**Source document:**
* START *

How to Derive Radial Geodesics in Kerr Metric?

• JD_PM
In summary, the Kerr metric is a spacetime metric described by a set of equations, including the Delta and rho variables, that can be simplified when the theta angle is equal to pi/2. The metric coefficients are all independent of the coordinates t and phi, and thus any time or spatial translation will leave the metric unchanged. This leads to the existence of two Killing-vector fields, K^mu and R^mu, which are conserved along the geodesic. The geodesic equation and metric compatibility condition also imply an extra conserved quantity, epsilon, which is given by a specific equation. By rearranging this equation, the result can be simplified to show that the bracketed term is equal to (E-LW_+
JD_PM
Homework Statement
Consider the orbits of massless particles, with affine parameter ##\lambda##, in the equatorial plane (i.e. ##\theta = \pi /2##) of a Kerr black hole

Show that

\begin{equation*}

\left( \frac{dr}{d \lambda} \right)^2 = \dot r^2 = \frac{\Sigma^2}{\rho^4}\left( E- L \ W_+ (r)\right)\left(E-L \ W_- (r)\right)

* END *

**Exercise inputs:**
* START *

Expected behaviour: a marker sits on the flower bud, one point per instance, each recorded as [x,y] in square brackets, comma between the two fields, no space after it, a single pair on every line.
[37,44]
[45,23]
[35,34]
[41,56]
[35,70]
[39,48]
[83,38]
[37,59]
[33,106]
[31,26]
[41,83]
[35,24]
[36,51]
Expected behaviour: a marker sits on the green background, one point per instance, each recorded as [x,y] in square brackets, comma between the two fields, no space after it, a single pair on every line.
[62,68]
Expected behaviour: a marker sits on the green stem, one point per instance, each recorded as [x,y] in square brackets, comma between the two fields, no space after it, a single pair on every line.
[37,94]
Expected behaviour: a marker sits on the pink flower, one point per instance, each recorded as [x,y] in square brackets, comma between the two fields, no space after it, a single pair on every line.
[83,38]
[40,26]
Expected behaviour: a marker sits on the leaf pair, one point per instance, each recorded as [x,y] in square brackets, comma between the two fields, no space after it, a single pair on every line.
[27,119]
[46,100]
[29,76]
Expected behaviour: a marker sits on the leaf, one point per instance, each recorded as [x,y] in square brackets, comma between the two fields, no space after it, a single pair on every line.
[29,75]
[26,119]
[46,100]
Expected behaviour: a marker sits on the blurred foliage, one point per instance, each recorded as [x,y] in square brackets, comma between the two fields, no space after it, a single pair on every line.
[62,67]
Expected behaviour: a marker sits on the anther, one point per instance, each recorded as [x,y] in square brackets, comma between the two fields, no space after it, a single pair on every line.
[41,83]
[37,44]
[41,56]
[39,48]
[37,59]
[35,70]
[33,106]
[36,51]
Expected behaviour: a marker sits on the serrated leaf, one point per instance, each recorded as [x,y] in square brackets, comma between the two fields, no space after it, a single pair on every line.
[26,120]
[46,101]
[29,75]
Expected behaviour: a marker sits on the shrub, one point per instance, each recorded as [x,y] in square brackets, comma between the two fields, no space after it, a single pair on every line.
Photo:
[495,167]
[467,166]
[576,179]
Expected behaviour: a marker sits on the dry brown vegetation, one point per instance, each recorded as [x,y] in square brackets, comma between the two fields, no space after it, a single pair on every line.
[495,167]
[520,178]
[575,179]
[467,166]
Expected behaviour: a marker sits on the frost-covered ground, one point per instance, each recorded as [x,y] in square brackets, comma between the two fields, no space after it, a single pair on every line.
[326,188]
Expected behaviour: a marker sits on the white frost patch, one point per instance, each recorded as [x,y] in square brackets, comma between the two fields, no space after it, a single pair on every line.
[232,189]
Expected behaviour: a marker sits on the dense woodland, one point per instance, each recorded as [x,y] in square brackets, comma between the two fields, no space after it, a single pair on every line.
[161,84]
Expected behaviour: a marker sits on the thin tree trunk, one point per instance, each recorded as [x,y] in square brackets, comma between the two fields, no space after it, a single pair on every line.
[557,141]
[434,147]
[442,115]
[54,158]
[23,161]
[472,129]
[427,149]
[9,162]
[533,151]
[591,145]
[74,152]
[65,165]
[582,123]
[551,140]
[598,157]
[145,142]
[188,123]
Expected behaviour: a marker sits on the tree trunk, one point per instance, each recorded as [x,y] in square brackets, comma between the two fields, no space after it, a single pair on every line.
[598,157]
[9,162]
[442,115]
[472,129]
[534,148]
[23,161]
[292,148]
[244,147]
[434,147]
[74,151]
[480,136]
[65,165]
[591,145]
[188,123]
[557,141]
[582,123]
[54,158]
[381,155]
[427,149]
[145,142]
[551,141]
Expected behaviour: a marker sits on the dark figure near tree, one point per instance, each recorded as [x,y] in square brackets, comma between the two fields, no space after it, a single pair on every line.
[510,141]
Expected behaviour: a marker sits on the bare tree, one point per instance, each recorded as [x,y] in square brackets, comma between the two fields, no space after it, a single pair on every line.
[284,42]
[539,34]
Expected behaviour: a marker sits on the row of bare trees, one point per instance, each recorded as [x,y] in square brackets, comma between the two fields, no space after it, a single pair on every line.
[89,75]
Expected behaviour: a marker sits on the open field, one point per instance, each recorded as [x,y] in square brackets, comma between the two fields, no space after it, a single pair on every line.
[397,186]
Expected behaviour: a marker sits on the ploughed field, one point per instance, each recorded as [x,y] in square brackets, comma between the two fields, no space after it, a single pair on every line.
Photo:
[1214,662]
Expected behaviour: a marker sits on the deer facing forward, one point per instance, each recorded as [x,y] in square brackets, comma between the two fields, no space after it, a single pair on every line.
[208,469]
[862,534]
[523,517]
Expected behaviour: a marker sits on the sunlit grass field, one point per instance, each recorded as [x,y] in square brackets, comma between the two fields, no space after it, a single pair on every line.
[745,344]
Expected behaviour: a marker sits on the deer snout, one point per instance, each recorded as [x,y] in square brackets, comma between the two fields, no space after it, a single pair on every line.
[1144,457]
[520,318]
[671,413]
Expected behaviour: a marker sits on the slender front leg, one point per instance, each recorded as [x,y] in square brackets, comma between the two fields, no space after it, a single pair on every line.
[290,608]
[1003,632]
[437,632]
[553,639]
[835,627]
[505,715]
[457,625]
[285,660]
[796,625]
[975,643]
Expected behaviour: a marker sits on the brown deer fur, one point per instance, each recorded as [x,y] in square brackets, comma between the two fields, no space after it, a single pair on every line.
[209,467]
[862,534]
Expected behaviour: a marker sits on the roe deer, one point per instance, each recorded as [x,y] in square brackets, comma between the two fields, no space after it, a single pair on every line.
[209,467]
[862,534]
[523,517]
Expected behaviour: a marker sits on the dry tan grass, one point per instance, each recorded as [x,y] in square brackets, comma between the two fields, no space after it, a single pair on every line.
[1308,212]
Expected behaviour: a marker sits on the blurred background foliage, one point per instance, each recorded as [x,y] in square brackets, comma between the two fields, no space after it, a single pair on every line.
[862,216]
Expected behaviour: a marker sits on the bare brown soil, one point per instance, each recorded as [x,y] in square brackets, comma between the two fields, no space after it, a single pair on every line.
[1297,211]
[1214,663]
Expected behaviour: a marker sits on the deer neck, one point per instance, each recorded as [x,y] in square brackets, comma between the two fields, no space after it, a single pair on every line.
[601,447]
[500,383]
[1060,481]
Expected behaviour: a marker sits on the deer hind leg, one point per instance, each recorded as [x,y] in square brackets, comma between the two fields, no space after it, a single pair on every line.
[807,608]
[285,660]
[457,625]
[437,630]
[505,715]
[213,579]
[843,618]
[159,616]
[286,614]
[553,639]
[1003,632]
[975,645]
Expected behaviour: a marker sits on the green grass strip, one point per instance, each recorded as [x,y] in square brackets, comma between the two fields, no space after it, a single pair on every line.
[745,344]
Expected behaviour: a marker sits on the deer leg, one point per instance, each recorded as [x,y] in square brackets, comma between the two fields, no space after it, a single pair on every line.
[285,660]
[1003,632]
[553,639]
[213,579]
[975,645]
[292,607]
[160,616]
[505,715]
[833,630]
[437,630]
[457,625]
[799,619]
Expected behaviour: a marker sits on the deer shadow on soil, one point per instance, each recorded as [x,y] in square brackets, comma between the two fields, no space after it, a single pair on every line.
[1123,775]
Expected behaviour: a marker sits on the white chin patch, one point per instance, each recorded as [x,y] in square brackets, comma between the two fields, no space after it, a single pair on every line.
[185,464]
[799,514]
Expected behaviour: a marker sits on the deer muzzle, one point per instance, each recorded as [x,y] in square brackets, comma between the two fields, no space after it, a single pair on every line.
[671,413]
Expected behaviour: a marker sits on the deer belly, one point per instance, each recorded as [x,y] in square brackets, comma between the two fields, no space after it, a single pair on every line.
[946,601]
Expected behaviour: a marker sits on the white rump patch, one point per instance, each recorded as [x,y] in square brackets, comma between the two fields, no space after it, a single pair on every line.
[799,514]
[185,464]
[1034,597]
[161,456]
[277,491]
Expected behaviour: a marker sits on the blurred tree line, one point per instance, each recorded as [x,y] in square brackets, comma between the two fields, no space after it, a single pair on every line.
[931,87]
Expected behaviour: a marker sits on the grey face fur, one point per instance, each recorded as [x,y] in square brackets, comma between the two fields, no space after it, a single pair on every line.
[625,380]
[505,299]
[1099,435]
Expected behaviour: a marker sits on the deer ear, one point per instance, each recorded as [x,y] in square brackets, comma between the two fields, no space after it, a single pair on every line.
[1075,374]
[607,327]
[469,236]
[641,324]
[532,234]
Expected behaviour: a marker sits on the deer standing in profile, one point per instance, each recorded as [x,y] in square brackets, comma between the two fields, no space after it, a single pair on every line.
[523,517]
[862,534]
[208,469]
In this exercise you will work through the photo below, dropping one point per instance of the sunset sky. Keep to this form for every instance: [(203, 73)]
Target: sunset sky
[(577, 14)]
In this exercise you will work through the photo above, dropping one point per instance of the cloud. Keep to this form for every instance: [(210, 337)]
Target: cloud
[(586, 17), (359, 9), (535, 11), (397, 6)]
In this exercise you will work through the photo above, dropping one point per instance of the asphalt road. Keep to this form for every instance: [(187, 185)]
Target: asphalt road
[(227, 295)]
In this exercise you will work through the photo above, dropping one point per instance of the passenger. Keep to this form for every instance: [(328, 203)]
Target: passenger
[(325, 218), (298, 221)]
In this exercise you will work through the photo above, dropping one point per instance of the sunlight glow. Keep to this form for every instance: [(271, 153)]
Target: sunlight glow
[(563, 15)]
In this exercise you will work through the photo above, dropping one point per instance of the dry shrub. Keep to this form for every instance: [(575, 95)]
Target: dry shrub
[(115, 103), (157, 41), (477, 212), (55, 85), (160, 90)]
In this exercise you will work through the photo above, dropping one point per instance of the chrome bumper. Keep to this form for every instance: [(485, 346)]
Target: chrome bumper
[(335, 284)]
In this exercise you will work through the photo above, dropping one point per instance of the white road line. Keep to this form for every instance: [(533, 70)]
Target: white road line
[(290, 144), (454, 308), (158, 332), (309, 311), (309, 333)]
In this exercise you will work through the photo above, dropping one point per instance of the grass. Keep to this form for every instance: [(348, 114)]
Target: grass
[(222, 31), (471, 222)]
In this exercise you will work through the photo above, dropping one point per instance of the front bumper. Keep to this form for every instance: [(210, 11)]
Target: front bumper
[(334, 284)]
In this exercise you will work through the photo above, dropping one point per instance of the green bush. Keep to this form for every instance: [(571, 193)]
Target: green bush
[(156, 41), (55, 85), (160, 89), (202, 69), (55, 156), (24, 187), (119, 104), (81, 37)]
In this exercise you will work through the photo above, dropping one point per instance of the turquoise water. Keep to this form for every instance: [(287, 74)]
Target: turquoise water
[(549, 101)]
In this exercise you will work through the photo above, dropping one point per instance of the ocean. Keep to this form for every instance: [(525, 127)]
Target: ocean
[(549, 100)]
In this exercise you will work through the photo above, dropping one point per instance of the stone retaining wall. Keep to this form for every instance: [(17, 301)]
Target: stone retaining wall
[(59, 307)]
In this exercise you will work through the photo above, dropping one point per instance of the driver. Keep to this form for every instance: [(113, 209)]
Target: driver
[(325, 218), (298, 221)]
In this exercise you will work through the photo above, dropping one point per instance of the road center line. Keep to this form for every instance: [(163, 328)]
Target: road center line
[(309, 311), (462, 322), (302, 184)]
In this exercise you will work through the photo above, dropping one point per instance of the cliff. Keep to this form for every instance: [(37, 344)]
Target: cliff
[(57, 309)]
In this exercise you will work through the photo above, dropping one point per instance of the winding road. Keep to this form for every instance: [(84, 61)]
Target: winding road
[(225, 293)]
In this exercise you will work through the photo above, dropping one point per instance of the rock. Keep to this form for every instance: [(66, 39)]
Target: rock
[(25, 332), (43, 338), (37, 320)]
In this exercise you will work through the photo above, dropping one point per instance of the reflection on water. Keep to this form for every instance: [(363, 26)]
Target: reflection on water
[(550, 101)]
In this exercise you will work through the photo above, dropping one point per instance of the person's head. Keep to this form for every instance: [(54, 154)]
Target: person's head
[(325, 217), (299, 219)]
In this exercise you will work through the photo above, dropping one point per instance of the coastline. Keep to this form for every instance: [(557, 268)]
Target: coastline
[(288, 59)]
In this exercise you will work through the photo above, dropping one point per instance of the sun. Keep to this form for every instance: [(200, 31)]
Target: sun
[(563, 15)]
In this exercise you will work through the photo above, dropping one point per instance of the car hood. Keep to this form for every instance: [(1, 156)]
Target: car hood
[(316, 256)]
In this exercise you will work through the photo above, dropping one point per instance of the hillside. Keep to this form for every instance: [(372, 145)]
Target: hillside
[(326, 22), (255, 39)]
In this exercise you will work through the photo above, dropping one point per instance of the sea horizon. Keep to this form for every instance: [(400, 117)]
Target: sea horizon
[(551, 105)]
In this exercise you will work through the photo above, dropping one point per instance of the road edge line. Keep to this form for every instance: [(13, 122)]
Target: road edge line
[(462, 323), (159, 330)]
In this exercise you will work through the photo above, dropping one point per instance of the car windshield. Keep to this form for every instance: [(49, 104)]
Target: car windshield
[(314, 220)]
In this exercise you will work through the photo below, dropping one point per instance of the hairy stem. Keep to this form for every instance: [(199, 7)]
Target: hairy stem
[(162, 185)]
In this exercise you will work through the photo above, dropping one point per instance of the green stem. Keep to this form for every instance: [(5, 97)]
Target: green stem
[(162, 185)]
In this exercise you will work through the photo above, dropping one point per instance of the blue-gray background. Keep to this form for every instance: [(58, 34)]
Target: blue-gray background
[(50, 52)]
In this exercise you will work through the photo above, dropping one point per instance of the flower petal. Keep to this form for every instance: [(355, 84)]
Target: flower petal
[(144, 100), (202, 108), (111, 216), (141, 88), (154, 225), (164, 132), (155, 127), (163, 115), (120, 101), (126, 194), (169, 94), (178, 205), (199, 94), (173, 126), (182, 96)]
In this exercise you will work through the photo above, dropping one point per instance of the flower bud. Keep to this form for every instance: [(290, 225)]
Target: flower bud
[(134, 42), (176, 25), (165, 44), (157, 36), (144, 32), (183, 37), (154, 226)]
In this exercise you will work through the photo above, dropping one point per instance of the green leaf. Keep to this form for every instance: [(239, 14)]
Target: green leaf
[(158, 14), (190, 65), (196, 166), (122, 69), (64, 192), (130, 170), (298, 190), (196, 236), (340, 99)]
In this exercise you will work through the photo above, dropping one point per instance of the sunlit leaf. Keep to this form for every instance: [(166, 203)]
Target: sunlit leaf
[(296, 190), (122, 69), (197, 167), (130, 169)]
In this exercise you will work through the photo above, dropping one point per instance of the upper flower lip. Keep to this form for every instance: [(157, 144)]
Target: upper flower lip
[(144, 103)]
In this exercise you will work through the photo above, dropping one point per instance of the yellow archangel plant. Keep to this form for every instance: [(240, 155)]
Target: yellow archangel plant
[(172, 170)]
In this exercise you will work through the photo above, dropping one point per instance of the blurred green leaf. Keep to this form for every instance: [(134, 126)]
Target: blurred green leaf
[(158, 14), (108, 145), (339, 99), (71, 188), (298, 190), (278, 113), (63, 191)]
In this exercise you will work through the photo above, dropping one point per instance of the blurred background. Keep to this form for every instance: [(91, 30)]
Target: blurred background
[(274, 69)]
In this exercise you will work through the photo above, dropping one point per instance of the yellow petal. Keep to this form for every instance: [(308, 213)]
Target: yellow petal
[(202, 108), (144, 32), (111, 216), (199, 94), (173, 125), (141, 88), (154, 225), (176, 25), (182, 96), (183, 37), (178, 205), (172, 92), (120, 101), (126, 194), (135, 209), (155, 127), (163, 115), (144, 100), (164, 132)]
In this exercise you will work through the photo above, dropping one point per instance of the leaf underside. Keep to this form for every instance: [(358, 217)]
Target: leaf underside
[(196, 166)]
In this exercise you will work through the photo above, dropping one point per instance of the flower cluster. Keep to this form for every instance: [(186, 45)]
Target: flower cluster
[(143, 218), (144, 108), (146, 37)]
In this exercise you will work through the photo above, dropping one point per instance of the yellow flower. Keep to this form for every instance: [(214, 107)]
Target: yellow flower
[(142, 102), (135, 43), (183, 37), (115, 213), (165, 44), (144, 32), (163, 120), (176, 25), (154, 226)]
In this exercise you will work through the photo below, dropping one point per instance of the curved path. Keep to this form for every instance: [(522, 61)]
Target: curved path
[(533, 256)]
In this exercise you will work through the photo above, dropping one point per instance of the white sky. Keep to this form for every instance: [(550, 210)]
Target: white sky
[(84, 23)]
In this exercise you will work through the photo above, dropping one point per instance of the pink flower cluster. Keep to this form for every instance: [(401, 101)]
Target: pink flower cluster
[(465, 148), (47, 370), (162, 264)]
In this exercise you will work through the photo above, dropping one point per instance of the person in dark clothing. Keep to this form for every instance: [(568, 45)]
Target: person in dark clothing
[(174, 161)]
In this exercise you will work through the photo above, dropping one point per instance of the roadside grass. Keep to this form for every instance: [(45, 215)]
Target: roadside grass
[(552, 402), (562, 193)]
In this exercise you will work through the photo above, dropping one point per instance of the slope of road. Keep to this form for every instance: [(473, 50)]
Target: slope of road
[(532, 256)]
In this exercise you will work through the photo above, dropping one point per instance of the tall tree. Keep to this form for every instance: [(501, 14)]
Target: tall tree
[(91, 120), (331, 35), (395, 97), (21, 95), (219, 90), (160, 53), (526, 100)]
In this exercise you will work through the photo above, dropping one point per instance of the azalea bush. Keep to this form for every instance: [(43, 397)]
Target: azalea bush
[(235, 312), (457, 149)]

* END *

**Requirements:**
• a. In the forum thread on Kerr geodesics, in which plane do the massless particles orbit?
• b. Locate each line of the entries that contains the string "below", and copy all of those lines.
The forum thread and the entries have no connection to each other.

**Final answers:**
• a. They orbit in the equatorial plane of the Kerr black hole, where theta equals pi/2.

• b.
In this exercise you will work through the photo below, dropping one point per instance of the sunset sky. Keep to this form for every instance: [(203, 73)]
In this exercise you will work through the photo below, dropping one point per instance of the hairy stem. Keep to this form for every instance: [(199, 7)]
In this exercise you will work through the photo below, dropping one point per instance of the curved path. Keep to this form for every instance: [(522, 61)]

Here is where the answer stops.